→ **RECORDS SHOWN**

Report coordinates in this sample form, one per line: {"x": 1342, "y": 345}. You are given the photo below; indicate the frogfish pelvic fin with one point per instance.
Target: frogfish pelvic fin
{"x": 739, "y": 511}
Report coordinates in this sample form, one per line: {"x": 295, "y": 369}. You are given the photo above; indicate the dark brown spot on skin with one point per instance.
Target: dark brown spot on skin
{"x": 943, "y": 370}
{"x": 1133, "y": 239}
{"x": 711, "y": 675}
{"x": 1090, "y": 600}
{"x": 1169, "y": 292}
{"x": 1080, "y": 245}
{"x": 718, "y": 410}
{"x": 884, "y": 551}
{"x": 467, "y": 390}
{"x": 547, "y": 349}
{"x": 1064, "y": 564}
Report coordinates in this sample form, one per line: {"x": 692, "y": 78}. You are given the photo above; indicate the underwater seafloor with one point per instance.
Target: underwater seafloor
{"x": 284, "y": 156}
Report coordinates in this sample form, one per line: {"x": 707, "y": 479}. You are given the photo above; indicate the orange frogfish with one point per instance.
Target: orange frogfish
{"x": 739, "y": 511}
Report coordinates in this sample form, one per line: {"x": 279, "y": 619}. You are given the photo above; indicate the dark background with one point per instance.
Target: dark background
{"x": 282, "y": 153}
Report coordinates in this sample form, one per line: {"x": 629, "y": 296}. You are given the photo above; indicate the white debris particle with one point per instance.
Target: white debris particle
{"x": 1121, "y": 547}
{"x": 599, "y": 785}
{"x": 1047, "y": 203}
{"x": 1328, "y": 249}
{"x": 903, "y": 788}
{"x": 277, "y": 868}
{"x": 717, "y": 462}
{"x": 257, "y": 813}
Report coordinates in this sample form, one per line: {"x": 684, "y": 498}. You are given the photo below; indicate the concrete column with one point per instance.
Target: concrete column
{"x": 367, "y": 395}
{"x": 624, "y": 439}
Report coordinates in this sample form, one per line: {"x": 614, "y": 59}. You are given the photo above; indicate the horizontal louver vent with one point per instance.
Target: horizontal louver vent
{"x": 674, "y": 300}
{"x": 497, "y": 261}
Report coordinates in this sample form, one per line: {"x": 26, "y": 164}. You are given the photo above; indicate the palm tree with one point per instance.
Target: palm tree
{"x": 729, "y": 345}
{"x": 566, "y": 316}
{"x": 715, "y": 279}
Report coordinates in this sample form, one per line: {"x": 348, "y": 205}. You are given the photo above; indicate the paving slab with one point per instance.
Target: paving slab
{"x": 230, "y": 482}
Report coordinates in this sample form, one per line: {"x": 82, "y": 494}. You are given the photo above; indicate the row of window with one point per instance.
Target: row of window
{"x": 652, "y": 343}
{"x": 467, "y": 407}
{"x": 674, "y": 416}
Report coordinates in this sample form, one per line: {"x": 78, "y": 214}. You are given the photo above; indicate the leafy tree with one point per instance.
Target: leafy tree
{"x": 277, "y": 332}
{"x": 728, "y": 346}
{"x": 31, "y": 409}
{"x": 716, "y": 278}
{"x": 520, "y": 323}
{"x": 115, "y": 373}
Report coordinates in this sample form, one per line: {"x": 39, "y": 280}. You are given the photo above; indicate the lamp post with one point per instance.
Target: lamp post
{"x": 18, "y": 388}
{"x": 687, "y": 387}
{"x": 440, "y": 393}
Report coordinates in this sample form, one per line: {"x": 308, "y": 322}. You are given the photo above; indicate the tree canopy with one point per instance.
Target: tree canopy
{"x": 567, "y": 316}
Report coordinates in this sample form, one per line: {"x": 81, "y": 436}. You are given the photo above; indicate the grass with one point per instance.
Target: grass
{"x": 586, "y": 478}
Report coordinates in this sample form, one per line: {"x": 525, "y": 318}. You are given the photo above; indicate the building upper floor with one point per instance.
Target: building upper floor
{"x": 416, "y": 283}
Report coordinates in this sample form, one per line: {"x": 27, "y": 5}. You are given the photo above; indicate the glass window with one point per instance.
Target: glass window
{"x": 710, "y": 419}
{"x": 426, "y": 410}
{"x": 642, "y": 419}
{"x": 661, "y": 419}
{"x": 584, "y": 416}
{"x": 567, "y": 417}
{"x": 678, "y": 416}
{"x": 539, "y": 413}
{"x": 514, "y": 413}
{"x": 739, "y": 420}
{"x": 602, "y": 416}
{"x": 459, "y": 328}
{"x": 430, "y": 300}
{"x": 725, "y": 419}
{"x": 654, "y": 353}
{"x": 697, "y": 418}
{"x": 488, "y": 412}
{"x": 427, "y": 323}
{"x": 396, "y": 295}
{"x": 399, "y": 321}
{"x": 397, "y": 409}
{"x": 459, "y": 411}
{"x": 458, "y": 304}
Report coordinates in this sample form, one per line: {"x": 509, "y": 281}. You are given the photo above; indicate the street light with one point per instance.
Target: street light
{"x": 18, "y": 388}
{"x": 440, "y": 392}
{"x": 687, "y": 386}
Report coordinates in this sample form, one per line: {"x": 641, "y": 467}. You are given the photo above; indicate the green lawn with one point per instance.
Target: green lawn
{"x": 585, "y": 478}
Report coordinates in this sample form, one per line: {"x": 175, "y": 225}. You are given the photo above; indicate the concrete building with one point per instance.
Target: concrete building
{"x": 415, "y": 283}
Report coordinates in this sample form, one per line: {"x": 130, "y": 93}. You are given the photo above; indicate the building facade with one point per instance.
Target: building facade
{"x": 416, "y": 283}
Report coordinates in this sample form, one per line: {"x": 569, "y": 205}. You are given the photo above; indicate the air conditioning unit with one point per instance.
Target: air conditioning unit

→ **STATED TASK**
Rewrite all of the data above, replacing "one point per instance" with "a single point for each instance" wherever it appears and leaving everything else as it is.

→ **RESPONSE FOR THIS EXERCISE**
Report coordinates in this sample form, one per line: {"x": 1342, "y": 345}. You are given the photo below; indicate the frogfish pelvic fin with a single point for each instance.
Target: frogfish pelvic fin
{"x": 739, "y": 511}
Report coordinates in this sample form, one per line: {"x": 295, "y": 369}. You are given the photo above; indicate the dark brown spot on skin with a single point for each instance.
Target: dark brown spot on skin
{"x": 943, "y": 370}
{"x": 1133, "y": 239}
{"x": 711, "y": 675}
{"x": 1090, "y": 600}
{"x": 1169, "y": 292}
{"x": 1080, "y": 245}
{"x": 718, "y": 410}
{"x": 884, "y": 551}
{"x": 467, "y": 390}
{"x": 547, "y": 349}
{"x": 1064, "y": 564}
Report coordinates in this sample form, one per line: {"x": 692, "y": 78}. You are given the photo above; indicate the underwater seafloor with a single point for each instance.
Target: underwater seafloor
{"x": 284, "y": 156}
Report coordinates in this sample form, one per line: {"x": 707, "y": 479}. You are given the photo above; indicate the orange frogfish with a single point for each instance.
Target: orange frogfish
{"x": 739, "y": 511}
Report coordinates in this sample form, one per line: {"x": 279, "y": 619}. You are given the photo above; indicate the dark background with a single point for each instance.
Target: dark background
{"x": 282, "y": 153}
Report coordinates in this sample form, one per line: {"x": 629, "y": 296}. You are given the photo above; indicate the white debris particle with a single point for each instance.
Target: white debris particle
{"x": 1121, "y": 547}
{"x": 599, "y": 785}
{"x": 1047, "y": 203}
{"x": 1328, "y": 249}
{"x": 903, "y": 788}
{"x": 277, "y": 868}
{"x": 717, "y": 462}
{"x": 257, "y": 813}
Report coordinates in this sample form, one per line: {"x": 684, "y": 498}. You are given the photo below; indicate the concrete column with a single point for each instance.
Target: concrete column
{"x": 367, "y": 395}
{"x": 624, "y": 439}
Report coordinates in this sample form, one per line: {"x": 614, "y": 59}. You are given the photo above; indicate the horizontal louver vent with a single point for each instance.
Target: horizontal louver vent
{"x": 674, "y": 300}
{"x": 497, "y": 261}
Report coordinates in this sample form, one per line: {"x": 26, "y": 164}. You are given the photo above; indicate the palm tree with a single point for each instance.
Target: palm tree
{"x": 729, "y": 345}
{"x": 566, "y": 316}
{"x": 715, "y": 279}
Report coordinates in this sample form, one per line: {"x": 348, "y": 205}. You are given the photo above; indicate the paving slab with a single point for each instance.
Target: paving slab
{"x": 230, "y": 482}
Report coordinates in this sample form, one per line: {"x": 82, "y": 494}. You are given the photo above; indicate the row of window with a single point for each instance.
Target: row of window
{"x": 652, "y": 343}
{"x": 467, "y": 407}
{"x": 674, "y": 416}
Report coordinates in this sample form, one per line: {"x": 78, "y": 214}. You are given the photo above; indicate the leafy tree with a single point for each instance.
Target: leafy tree
{"x": 277, "y": 332}
{"x": 728, "y": 346}
{"x": 31, "y": 409}
{"x": 716, "y": 278}
{"x": 520, "y": 323}
{"x": 115, "y": 373}
Report coordinates in this sample form, one per line: {"x": 39, "y": 280}. You are given the photo above; indicate the lamp post with a single point for each instance.
Target: lamp post
{"x": 18, "y": 388}
{"x": 687, "y": 387}
{"x": 440, "y": 393}
Report coordinates in this sample form, one per line: {"x": 308, "y": 322}. You are given the photo above; indicate the tree canopy with a single point for each instance.
Target: tree canopy
{"x": 567, "y": 316}
Report coordinates in this sample form, one per line: {"x": 81, "y": 436}. You are given the photo above; indicate the grass with a single point for each instance.
Target: grass
{"x": 586, "y": 478}
Report coordinates in this sample form, one per line: {"x": 525, "y": 318}. You are given the photo above; indicate the building upper floor with a single point for each instance.
Target: building upper floor
{"x": 416, "y": 283}
Report coordinates in this sample form, one per line: {"x": 27, "y": 5}. You are given the photo above; indicate the glass window with a single point for each instance.
Target: glass window
{"x": 710, "y": 419}
{"x": 426, "y": 410}
{"x": 642, "y": 419}
{"x": 661, "y": 419}
{"x": 584, "y": 416}
{"x": 567, "y": 417}
{"x": 678, "y": 416}
{"x": 539, "y": 413}
{"x": 514, "y": 413}
{"x": 739, "y": 420}
{"x": 602, "y": 416}
{"x": 459, "y": 328}
{"x": 430, "y": 300}
{"x": 725, "y": 419}
{"x": 654, "y": 353}
{"x": 697, "y": 418}
{"x": 488, "y": 412}
{"x": 427, "y": 323}
{"x": 396, "y": 295}
{"x": 399, "y": 321}
{"x": 397, "y": 409}
{"x": 459, "y": 411}
{"x": 458, "y": 304}
Report coordinates in this sample form, one per line: {"x": 509, "y": 281}. You are given the photo above; indicate the street light with a single point for each instance.
Target: street light
{"x": 18, "y": 388}
{"x": 440, "y": 392}
{"x": 687, "y": 386}
Report coordinates in this sample form, one per line: {"x": 641, "y": 467}. You are given the photo above; indicate the green lawn with a single point for each instance.
Target: green lawn
{"x": 585, "y": 478}
Report coordinates in this sample form, one per line: {"x": 175, "y": 225}. You are given the photo above; indicate the concrete building with a single point for each instance.
Target: concrete building
{"x": 415, "y": 283}
Report coordinates in this sample form, one per line: {"x": 130, "y": 93}. You are given the photo above; indicate the building facade with a single point for each instance.
Target: building facade
{"x": 416, "y": 283}
Report coordinates in this sample form, one per line: {"x": 569, "y": 205}. You are given the photo above; indicate the air conditioning unit with a single point for each instance.
Target: air conditioning unit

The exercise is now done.